*Assignment:*
What is needed is every line from the one holding "Would you mind marking the marine in" to the last line of the data below, printed exactly and without pictures.

[Source data]
*** Block opens ***

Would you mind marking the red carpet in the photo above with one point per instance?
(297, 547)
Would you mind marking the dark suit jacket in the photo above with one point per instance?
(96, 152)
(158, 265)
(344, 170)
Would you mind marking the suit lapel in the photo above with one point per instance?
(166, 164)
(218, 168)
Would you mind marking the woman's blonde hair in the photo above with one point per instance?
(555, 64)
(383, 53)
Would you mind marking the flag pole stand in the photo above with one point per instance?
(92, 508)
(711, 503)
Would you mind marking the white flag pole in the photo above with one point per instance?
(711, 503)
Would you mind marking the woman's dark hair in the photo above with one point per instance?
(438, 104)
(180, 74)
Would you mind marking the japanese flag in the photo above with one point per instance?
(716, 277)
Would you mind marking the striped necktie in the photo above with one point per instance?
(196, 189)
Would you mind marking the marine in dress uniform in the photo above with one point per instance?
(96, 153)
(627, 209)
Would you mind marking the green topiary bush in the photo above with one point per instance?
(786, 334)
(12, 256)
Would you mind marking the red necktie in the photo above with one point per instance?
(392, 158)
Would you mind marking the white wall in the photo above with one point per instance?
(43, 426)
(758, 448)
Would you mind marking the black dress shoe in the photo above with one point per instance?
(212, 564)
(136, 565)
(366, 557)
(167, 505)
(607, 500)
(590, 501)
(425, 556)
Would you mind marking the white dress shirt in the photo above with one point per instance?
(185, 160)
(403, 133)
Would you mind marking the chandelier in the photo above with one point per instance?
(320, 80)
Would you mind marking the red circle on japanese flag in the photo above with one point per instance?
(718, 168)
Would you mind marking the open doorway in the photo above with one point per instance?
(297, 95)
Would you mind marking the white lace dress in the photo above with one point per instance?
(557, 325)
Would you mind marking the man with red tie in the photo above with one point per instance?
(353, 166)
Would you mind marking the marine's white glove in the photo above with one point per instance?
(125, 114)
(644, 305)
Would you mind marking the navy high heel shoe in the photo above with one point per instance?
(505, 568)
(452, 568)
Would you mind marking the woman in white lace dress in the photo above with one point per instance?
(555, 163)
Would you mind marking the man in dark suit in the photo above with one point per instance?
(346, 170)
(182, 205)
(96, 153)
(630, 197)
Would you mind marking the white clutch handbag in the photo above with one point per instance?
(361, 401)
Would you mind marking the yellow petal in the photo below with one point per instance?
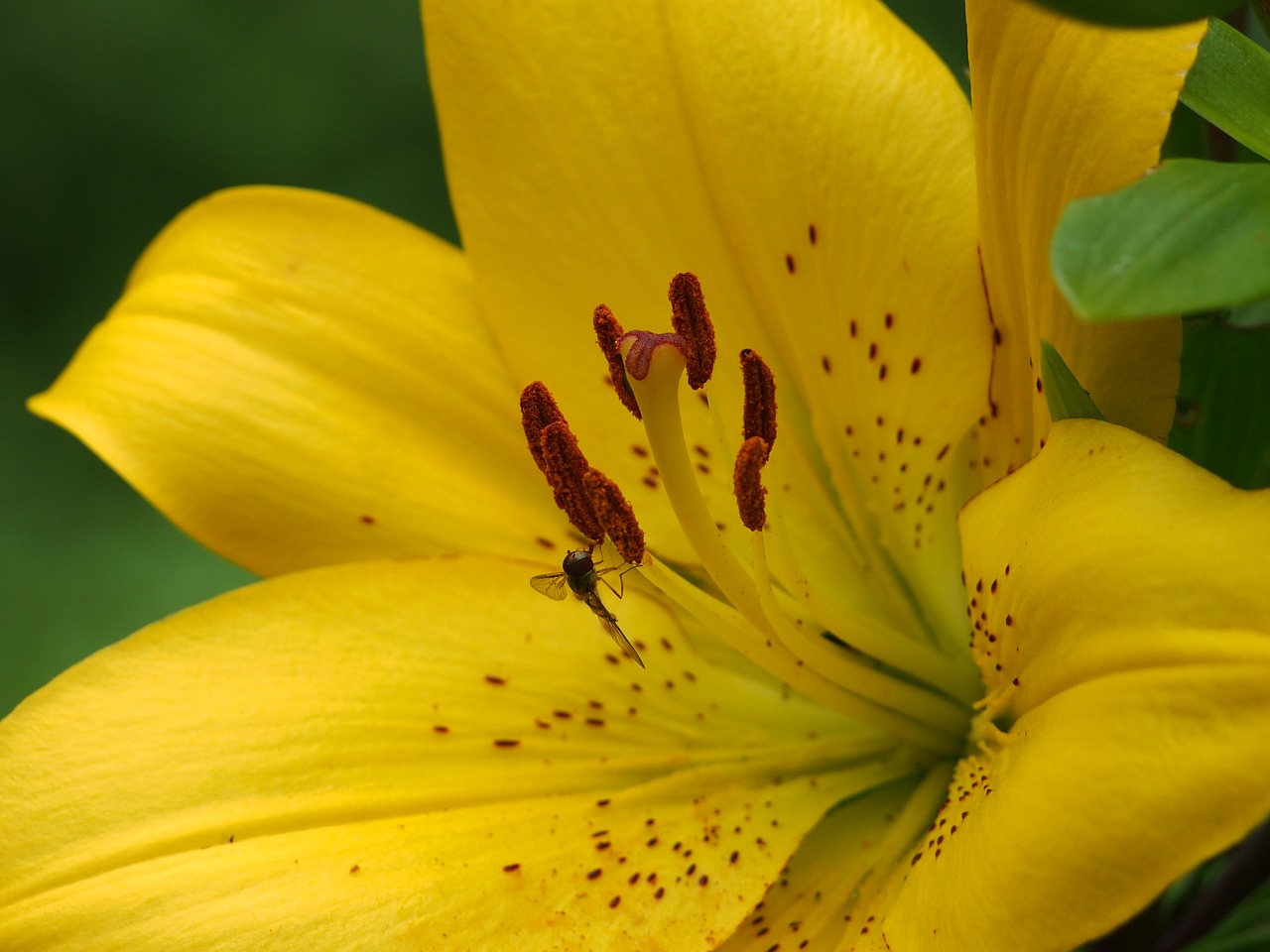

*** Block closes ***

*Your response:*
Would you mind marking the marine in dress uniform in the photo above with one point per instance?
(96, 153)
(627, 209)
Would you mind marking the green topiary bush in the photo above with one point per instance?
(786, 334)
(12, 256)
Would you mind marking the red necktie in the photo above with one point per instance?
(392, 158)
Would you mind marking the white wall in the photo above with one point per instance?
(43, 426)
(758, 448)
Would you mind marking the black dress shoe in the photo above with one point per instance?
(212, 564)
(136, 565)
(366, 557)
(167, 505)
(607, 500)
(590, 501)
(425, 556)
Would you mind marking the white dress shirt in the photo above with one point per instance?
(185, 160)
(403, 133)
Would you mind marking the chandelier in the photo above with one point per instance?
(320, 80)
Would you mind marking the red circle on japanese flag in the photo above with one point per instance?
(718, 168)
Would you mind marking the open doorway in the photo above with one point per instance?
(297, 95)
Would you mind marking the white lace dress in the photo above with one point per instance?
(557, 325)
Would you mind marking the man with red tie in the photo above with one point per instance?
(353, 166)
Would you mind marking the marine's white glove in the photo above with one point per instance?
(125, 114)
(644, 305)
Would you mind marking the navy high heel shoe in the photo above with one point per instance?
(505, 568)
(452, 568)
Would you mind marking the woman in white lace dress in the photo above with one point per instance?
(555, 163)
Would you mind marking the man in dark suit in the photo above with one point per instance?
(346, 170)
(182, 205)
(96, 153)
(630, 197)
Would you mind marking the white clutch handbag in the photo above with one point per instance?
(361, 401)
Would you mind marking the yellow petal in the photo below with one point per instance?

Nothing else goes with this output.